=== Data under study ===
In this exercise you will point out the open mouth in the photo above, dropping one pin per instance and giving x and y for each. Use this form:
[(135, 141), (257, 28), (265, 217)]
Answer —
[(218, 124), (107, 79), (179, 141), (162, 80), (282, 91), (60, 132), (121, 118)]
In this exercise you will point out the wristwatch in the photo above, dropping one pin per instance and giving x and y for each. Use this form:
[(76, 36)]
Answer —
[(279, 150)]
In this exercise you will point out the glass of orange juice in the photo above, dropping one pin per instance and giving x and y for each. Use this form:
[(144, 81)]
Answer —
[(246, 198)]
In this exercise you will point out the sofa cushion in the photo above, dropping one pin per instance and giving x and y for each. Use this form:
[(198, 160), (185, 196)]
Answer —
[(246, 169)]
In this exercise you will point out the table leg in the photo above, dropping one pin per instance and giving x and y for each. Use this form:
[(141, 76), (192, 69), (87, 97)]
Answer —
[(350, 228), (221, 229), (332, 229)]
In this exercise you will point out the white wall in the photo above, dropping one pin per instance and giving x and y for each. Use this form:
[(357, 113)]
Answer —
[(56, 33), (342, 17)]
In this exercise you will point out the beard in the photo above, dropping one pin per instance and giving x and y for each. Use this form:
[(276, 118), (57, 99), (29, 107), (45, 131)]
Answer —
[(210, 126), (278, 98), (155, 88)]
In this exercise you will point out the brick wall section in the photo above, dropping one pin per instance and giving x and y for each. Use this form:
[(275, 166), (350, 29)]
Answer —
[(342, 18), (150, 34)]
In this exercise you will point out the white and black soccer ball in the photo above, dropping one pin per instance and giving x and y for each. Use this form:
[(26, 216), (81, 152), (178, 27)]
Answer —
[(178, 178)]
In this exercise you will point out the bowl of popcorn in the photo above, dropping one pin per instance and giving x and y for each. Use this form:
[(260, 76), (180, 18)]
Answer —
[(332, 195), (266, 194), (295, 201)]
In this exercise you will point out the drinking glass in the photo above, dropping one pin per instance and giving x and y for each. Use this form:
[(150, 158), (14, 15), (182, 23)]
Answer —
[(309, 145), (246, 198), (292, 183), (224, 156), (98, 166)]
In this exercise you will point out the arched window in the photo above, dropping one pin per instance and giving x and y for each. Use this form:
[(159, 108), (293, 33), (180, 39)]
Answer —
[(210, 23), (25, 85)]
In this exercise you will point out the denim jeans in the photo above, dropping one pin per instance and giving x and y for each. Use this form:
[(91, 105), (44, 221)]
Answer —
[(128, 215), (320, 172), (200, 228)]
===
=== Data under study ===
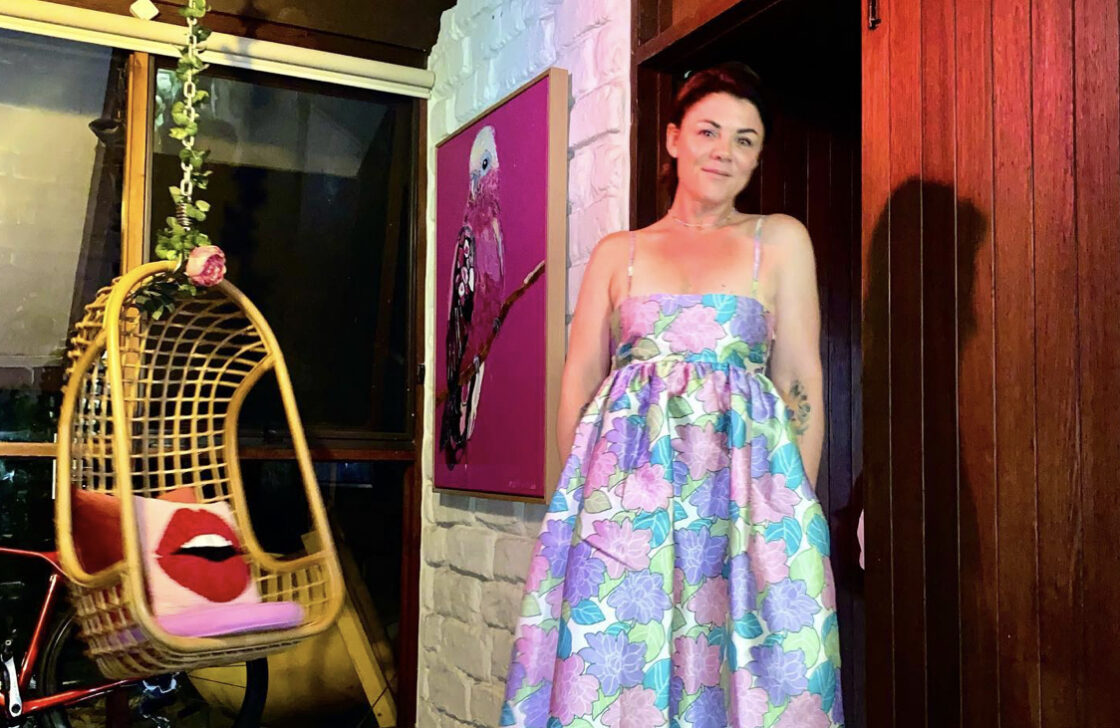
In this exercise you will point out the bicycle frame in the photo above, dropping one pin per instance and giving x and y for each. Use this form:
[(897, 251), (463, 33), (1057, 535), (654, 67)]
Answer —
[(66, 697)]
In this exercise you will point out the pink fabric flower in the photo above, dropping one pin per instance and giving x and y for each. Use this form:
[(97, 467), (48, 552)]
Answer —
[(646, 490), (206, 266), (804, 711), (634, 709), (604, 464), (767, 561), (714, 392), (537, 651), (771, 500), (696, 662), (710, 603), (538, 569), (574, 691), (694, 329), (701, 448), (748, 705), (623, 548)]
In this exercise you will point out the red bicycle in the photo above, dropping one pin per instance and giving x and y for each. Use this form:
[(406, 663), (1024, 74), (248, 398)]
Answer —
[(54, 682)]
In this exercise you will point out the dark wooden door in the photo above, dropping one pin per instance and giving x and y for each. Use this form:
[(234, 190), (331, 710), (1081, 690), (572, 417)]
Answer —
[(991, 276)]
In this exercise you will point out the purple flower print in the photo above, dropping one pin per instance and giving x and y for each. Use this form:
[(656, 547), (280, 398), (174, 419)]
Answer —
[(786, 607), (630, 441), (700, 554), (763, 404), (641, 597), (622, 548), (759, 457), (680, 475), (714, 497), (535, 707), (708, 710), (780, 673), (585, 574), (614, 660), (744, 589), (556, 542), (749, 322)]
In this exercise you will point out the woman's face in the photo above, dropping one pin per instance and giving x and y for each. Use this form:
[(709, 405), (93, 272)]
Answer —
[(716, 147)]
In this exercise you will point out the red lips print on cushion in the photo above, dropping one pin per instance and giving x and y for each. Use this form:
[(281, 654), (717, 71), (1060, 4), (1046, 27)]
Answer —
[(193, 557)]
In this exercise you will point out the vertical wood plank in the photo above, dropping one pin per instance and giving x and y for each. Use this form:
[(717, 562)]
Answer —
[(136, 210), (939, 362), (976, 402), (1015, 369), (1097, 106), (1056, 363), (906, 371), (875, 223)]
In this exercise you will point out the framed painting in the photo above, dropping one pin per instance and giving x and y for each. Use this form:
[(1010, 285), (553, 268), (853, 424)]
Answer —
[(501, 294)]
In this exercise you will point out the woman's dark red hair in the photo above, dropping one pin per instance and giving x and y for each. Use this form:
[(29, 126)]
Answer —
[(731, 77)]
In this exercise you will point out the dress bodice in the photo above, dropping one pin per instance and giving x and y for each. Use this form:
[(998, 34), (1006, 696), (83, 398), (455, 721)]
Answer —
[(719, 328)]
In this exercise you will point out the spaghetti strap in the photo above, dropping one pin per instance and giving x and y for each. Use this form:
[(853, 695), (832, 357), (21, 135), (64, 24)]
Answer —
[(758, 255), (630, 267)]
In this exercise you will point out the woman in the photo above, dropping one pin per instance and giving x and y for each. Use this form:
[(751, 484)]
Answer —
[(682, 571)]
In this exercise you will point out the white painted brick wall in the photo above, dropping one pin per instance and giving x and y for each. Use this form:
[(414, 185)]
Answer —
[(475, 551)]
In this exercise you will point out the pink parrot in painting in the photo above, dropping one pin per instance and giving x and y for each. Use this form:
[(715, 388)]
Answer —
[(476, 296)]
===
Your goal:
Only a number is expected here: the count of lines with the string "pink" in the material above.

Exercise result:
2